• [Problems]:
[1] Answer these from the East Village text, one answer per line, marked like the questions:
(a) Whose short story brings back Flaubert's Bouvard and Pecochet?
(b) What creature did M. Delafosse write a melody on?
(c) In what month does one writer plan to see the EV show in NYC?
[2] Show every line of the listing that contains the string "shrub". Case counts.
>> BEGIN Text provided
But let us not get too distracted by all the art junk. What S'tan and Hatches are really responding to (and with), and Daddy as well, are the lives they lived, in and around the EV scene at that time.
It is a short story of Proust's, where he re-animates Flaubert's Bouvard and Pecochet as irredeemable pedants who are set on a sentimental education (or re-education) of Parisian society... something like that.

The 2 complain often about the 'new art' which then consisted of Symbolists and other Decadent thralls... Here is another nice quote for you. One of the pedants is fancifully addressing Wagner:

"Your music, sir, is full of monsters, and all one can do is -- keep inventing. In nature herself, the mother of simplicity, you only like the horrible. And hasn't M. Delafosse written a melody on the bat? Why doesn't he choose some nice bird?"

Thank you for remembering that Paris reading story! It was not the last time I was driven into a closet.

Enough nitpicking. Now you and Troy have to actually go to the East Village Art show, and then get back on here and write a COMPLETE review.
We are waiting.
I remember the 80's and the east village and the junkies and everyone mentioned but I had enough sense at the time to stay in the west village with the rest of the fags. Of course I can tell tales about lotsa dead people but I think I'll save it all for the book.

I still want to see the EV show when I am in NYC in Feb.
Hattie if you don't write that G.D. book I'm going to kill you!
(Oh wait, that's no good is it?)
I forgot about you at The Empire Diner.
And Monica Lynch... I had no idea.
>> END Text provided
>> BEGIN Data
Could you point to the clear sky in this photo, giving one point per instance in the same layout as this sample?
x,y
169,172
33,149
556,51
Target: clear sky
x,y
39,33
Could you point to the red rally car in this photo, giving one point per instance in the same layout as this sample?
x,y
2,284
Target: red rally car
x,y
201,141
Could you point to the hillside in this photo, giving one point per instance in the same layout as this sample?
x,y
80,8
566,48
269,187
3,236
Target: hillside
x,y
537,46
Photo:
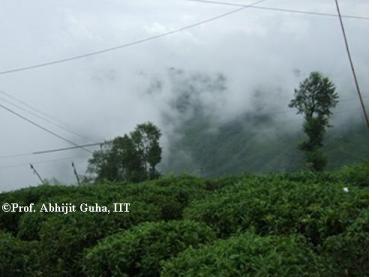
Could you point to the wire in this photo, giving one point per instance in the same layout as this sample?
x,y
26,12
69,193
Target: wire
x,y
125,45
352,65
81,158
259,113
54,150
37,113
42,162
41,127
279,9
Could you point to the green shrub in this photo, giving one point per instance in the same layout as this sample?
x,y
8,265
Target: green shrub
x,y
349,250
356,175
316,210
17,258
63,238
248,255
139,251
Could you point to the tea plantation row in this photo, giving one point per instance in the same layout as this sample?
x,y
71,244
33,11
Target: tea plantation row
x,y
299,224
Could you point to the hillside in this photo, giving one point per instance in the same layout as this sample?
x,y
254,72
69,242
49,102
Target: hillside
x,y
297,224
256,144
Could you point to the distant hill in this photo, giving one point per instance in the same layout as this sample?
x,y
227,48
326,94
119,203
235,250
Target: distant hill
x,y
256,144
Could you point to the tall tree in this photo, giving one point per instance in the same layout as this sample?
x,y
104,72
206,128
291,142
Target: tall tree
x,y
130,158
315,98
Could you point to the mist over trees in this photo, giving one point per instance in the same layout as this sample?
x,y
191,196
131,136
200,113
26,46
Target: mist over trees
x,y
315,98
131,158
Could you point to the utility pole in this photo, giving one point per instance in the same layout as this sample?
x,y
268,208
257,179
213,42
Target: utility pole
>> END Data
• [The replies]:
[1]
(a) Proust's
(b) The bat
(c) February

[2]
Could you point to the green shrub in this photo, giving one point per instance in the same layout as this sample?
Target: green shrub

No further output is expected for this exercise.